#### WHAT THE TASK REQUIRES:
Retype exactly the lines from the line with "Please indicate the overcast" to the end of the data, keeping both boundary lines.

**** DATA FOR THE TASK

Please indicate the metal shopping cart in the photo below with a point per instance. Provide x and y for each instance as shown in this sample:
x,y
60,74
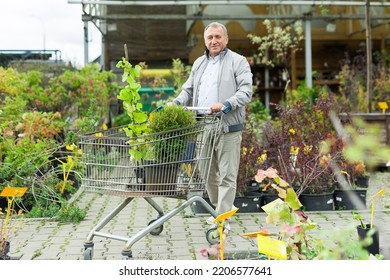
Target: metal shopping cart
x,y
176,166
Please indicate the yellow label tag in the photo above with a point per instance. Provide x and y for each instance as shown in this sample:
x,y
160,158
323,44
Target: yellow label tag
x,y
14,191
225,215
270,206
255,234
271,247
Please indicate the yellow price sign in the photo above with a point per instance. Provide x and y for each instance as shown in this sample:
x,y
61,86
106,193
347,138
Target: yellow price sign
x,y
271,247
13,191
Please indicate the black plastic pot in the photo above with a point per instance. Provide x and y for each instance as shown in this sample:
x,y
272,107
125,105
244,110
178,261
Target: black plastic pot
x,y
343,200
317,202
373,248
362,181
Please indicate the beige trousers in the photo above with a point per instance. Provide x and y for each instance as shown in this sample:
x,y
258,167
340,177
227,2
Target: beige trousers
x,y
222,180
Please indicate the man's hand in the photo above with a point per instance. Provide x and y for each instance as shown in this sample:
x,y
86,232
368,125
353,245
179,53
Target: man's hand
x,y
216,107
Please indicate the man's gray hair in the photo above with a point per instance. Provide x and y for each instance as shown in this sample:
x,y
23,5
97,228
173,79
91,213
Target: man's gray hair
x,y
216,24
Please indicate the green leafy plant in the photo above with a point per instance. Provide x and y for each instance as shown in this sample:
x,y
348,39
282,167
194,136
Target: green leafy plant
x,y
131,103
171,118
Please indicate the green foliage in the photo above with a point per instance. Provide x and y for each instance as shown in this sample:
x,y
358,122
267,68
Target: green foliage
x,y
168,119
285,214
278,43
131,104
363,144
353,82
171,117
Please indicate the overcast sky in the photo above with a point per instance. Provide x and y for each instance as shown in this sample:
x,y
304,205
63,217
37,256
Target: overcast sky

********

#### REPLY TO THE TASK:
Please indicate the overcast sky in the photo above with a point per instance. Provide x and y for each instance as shown in this sample:
x,y
304,205
63,217
37,256
Target: overcast sky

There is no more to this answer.